*Zu lesender Auszug*.
+--

Erinnerung und Gedenken brauchen Zukunft

Netzwerktreffen mehrerer Initiativen aus Rheinland-Pfalz in der Ehemaligen Synagoge Niederzissen

Martin Ingenhoven

Niederzissen. Die Zeitzeugen, die die Verbrechen der Nationalsozialisten noch selbst erlebt haben, sterben langsam aber sicher aus. Bald wird niemand mehr aus erster Hand von jenen Gräueln berichten können, unter denen Millionen Menschen zu leiden hatten; viele von ihnen fanden einen fürchterlichen Tod. Doch wie kann das „Nie wieder“, das allerorten immer wieder zu hören ist, in die Zukunft gerettet werden? Wie können Erinnerung und Gedenken an die nächste Generation weitergegeben werden? Mit dieser Frage beschäftigen sich deutschlandweit eine Reihe von Initiativen. In Niederzissen trafen sich jetzt Vertreter von Gedenkinitiativen des nördlichen Rheinland-Pfalz zum Austausch und zur Vernetzung.

+--

*Gestellte Aufgabe A*. Schreiben Sie die nachstehenden Einträge Zeile für Zeile unverändert ab, vom ersten bis zum letzten.

*Angezeigte Daten*.
+--

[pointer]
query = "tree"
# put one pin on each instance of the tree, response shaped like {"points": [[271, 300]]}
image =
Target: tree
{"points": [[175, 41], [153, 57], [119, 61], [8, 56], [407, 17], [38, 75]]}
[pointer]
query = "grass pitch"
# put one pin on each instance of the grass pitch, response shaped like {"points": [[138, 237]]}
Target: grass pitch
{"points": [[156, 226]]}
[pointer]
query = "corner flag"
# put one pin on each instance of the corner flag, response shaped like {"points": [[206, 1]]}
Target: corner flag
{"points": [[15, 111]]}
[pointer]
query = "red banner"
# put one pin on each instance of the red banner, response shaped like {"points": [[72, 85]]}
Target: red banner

+--

*Gestellte Aufgabe B*.
Beantworten Sie zum Bericht über das Netzwerktreffen folgende Fragen:
(i) In welchem Gebäude fand das Treffen statt?
(ii) Was geschieht laut dem Bericht mit den Zeitzeugen der nationalsozialistischen Verbrechen?
(iii) Wozu trafen sich die Vertreter der Gedenkinitiativen?

*Vollständige Lösung A*.
[pointer]
query = "tree"
# put one pin on each instance of the tree, response shaped like {"points": [[271, 300]]}
image =
Target: tree
{"points": [[175, 41], [153, 57], [119, 61], [8, 56], [407, 17], [38, 75]]}
[pointer]
query = "grass pitch"
# put one pin on each instance of the grass pitch, response shaped like {"points": [[138, 237]]}
Target: grass pitch
{"points": [[156, 226]]}
[pointer]
query = "corner flag"
# put one pin on each instance of the corner flag, response shaped like {"points": [[206, 1]]}
Target: corner flag
{"points": [[15, 111]]}
[pointer]
query = "red banner"
# put one pin on each instance of the red banner, response shaped like {"points": [[72, 85]]}
Target: red banner

*Vollständige Lösung B*.
(i) In der Ehemaligen Synagoge Niederzissen.
(ii) Sie sterben langsam, aber sicher aus.
(iii) Zum Austausch und zur Vernetzung.